GOAL OF THE EXERCISE: Each line from the line containing "positive clicks: (113, 14) (156, 16)" through the last line of the entries is to be reproduced exactly as it stands.

Saved data entries:

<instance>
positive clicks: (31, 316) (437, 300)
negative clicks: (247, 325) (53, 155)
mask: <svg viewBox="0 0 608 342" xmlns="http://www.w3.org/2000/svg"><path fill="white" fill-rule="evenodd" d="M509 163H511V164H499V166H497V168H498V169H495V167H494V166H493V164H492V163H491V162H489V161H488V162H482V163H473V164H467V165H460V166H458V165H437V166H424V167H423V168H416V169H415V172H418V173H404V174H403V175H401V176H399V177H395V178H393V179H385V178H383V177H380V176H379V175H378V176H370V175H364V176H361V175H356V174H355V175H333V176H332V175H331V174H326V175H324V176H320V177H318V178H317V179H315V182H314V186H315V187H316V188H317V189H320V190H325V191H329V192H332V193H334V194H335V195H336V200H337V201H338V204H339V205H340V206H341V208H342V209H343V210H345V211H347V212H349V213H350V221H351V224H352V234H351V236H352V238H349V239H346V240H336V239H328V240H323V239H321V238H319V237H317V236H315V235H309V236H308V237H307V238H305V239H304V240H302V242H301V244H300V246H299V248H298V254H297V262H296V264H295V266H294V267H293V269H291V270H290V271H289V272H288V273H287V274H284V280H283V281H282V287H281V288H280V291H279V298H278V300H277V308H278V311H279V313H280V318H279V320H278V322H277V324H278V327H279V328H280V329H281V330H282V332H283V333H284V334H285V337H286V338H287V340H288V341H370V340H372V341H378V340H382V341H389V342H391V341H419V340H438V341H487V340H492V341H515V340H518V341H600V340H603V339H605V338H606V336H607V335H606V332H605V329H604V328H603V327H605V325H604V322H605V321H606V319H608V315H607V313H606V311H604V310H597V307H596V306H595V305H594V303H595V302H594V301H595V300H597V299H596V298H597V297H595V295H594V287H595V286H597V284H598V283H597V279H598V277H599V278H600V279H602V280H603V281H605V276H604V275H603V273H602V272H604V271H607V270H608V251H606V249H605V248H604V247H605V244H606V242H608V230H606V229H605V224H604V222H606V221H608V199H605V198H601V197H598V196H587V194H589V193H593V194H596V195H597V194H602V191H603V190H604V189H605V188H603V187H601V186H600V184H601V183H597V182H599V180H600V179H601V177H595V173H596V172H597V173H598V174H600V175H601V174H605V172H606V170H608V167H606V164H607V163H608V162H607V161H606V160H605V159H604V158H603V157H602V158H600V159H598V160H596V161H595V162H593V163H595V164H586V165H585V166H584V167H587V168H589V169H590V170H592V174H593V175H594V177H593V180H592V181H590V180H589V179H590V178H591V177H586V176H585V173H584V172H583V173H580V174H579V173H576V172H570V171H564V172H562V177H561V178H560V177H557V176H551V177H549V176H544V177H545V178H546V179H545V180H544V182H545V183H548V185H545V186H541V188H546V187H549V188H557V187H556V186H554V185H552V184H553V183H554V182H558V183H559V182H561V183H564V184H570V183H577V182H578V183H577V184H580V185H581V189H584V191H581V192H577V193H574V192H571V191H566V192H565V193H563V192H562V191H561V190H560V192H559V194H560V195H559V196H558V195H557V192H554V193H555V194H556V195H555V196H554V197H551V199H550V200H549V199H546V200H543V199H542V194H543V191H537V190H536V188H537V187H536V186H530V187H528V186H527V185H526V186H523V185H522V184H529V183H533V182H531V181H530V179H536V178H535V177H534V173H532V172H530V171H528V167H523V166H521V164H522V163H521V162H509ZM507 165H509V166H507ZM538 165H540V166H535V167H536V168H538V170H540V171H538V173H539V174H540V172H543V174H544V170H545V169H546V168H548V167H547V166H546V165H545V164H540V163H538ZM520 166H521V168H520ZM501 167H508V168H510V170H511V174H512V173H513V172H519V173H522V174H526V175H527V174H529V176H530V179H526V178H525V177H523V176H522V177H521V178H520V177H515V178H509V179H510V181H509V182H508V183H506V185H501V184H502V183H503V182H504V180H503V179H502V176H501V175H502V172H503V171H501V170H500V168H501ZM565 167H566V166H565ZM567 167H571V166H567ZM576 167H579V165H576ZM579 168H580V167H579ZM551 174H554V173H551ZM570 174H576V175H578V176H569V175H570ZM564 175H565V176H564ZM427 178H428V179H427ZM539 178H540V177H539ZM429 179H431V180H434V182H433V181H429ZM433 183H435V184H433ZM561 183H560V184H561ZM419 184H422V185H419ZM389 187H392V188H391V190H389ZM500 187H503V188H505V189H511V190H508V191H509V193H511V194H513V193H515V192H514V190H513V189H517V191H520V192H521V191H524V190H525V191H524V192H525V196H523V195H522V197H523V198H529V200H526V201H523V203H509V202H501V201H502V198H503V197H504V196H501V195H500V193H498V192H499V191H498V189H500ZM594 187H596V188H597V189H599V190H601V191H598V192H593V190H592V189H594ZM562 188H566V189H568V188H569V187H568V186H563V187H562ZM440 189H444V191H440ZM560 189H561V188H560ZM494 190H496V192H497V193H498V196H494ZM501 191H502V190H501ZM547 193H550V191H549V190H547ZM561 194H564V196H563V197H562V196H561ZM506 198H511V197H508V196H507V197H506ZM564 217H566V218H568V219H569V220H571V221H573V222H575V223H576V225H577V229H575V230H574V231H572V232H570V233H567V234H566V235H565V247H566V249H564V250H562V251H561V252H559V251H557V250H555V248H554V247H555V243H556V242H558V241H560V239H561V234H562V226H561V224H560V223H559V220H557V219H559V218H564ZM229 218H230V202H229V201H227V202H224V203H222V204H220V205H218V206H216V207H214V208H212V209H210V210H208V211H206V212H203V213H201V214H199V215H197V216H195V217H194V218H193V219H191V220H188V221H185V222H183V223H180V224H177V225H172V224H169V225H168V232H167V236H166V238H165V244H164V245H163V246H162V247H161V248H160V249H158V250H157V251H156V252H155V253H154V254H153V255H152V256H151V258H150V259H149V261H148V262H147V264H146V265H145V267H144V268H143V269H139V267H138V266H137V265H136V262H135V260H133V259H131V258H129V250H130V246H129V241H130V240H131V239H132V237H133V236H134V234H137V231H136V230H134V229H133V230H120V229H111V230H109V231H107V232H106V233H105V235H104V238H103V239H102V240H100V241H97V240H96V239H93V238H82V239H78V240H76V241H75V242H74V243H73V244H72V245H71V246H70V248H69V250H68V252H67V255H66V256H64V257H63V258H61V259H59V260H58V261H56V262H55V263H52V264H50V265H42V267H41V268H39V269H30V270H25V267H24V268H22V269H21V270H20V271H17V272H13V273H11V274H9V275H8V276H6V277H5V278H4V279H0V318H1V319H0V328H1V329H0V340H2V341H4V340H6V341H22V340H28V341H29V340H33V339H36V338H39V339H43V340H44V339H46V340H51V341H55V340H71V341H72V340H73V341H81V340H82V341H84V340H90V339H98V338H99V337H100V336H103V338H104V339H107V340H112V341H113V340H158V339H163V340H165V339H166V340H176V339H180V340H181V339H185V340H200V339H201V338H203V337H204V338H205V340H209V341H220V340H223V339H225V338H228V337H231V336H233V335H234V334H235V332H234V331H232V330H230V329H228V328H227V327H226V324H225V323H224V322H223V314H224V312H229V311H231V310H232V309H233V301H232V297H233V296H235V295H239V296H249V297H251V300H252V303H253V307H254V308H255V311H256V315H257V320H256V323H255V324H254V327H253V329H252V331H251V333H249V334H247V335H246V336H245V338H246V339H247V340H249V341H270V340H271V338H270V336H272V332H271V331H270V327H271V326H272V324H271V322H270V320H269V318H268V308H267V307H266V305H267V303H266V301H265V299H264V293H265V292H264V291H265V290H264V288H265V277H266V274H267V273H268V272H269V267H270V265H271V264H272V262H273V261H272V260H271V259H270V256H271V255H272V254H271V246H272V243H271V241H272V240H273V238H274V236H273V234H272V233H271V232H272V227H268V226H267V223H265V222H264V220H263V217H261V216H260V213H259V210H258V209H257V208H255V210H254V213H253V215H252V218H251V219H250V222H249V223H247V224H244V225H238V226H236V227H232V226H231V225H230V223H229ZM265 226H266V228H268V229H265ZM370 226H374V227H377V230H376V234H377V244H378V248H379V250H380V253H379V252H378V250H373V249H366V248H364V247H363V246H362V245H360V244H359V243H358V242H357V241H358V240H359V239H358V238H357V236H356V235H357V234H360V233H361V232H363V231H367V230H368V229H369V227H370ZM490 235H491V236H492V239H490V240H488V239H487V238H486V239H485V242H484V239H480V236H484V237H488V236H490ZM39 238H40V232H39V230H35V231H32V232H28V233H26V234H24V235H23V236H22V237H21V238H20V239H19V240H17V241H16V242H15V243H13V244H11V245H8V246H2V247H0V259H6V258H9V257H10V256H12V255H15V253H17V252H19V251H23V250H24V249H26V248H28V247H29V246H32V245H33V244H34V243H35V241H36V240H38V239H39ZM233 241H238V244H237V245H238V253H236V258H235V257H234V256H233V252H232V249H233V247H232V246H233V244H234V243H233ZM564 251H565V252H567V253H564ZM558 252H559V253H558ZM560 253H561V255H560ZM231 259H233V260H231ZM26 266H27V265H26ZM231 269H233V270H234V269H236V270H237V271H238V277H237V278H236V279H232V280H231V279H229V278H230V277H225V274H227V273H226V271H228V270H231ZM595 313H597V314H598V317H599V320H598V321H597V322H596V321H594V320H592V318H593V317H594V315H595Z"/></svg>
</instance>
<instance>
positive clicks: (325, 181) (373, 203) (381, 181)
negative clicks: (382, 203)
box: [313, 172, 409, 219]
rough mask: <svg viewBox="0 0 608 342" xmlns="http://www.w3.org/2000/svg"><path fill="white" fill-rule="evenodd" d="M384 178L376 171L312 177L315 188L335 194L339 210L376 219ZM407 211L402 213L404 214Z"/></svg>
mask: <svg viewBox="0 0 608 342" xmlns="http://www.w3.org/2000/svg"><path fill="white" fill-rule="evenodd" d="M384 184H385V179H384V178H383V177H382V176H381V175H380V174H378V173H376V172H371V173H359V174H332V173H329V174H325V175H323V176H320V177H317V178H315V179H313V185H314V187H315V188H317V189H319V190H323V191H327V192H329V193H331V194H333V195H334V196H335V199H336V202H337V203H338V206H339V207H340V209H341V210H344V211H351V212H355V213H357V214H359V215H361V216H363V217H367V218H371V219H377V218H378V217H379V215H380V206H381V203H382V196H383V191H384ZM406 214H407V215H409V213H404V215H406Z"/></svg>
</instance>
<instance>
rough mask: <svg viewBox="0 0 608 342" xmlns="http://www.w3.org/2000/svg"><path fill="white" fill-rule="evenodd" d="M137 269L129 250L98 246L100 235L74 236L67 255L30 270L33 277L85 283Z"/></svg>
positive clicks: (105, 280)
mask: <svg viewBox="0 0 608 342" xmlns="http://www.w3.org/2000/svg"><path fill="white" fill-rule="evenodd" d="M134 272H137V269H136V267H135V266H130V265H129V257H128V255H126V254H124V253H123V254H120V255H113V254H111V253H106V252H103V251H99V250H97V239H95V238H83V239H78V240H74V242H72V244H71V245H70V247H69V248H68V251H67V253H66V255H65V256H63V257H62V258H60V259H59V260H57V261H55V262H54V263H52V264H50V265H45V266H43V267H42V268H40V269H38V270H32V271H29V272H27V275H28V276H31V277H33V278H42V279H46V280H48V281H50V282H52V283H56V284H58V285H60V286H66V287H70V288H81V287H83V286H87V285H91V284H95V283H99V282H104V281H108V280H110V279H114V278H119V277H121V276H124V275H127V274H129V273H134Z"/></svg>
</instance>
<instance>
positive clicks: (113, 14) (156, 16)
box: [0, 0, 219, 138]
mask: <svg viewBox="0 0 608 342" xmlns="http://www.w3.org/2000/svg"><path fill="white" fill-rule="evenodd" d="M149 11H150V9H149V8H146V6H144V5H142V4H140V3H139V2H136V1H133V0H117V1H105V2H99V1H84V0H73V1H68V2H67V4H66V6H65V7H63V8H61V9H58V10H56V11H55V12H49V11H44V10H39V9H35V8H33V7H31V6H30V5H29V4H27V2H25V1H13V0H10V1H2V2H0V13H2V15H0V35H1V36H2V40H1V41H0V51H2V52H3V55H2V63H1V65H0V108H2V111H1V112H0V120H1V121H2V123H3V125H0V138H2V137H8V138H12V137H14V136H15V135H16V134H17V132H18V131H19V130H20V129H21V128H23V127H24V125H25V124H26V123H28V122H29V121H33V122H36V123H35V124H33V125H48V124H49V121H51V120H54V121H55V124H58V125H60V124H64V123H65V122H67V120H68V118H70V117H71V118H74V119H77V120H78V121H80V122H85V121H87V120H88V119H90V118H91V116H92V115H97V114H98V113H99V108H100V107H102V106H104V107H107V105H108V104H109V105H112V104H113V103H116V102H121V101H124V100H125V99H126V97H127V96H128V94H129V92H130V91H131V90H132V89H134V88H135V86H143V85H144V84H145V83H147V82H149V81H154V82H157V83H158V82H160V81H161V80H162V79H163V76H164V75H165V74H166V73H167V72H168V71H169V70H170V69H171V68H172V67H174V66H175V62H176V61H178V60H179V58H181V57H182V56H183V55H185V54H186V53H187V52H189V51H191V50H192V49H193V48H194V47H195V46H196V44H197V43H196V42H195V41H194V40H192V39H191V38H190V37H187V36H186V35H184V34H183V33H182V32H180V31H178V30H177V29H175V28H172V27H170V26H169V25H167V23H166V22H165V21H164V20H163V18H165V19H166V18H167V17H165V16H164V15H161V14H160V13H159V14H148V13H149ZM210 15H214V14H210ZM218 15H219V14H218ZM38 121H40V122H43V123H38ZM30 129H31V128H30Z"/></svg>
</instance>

ANSWER TO THIS EXERCISE:
positive clicks: (113, 14) (156, 16)
box: [0, 0, 219, 138]
mask: <svg viewBox="0 0 608 342" xmlns="http://www.w3.org/2000/svg"><path fill="white" fill-rule="evenodd" d="M149 11H150V9H149V8H146V6H144V5H142V4H140V3H139V2H136V1H133V0H117V1H105V2H99V1H84V0H73V1H68V2H67V4H66V6H65V7H63V8H61V9H58V10H56V11H55V12H49V11H44V10H39V9H35V8H33V7H31V6H30V5H29V4H27V2H25V1H13V0H10V1H2V2H0V13H2V15H0V35H1V36H2V40H1V41H0V51H2V52H3V55H2V63H1V65H0V108H2V111H1V112H0V120H1V121H2V123H3V125H0V138H2V137H8V138H12V137H14V136H15V135H16V134H17V132H18V131H19V130H20V129H21V128H23V127H24V125H25V124H26V123H28V122H29V121H33V122H36V123H35V124H33V125H48V124H49V121H51V120H54V121H55V124H58V125H60V124H64V123H65V122H67V120H68V118H70V117H71V118H74V119H77V120H78V121H80V122H85V121H87V120H88V119H90V118H91V116H92V115H97V114H98V113H99V108H100V107H102V106H104V107H107V105H108V104H109V105H112V104H113V103H116V102H121V101H124V100H125V99H126V97H127V96H128V94H129V92H130V91H131V90H132V89H134V88H135V86H143V85H144V84H145V83H147V82H149V81H154V82H157V83H158V82H160V81H161V80H162V79H163V76H164V75H165V74H166V73H167V72H168V71H169V70H170V69H171V68H172V67H174V66H175V62H176V61H178V60H179V58H181V57H182V56H183V55H185V54H186V53H187V52H189V51H191V50H192V49H193V48H194V47H195V46H196V44H197V43H196V42H195V41H194V40H192V39H191V38H190V37H187V36H186V35H184V34H183V33H182V32H180V31H178V30H177V29H175V28H172V27H170V26H169V25H167V23H166V22H165V21H164V20H163V18H165V19H166V18H167V17H165V16H164V15H161V14H160V13H159V14H148V13H149ZM210 15H214V14H210ZM218 15H219V14H218ZM38 121H40V122H43V123H38ZM30 129H31V128H30Z"/></svg>
</instance>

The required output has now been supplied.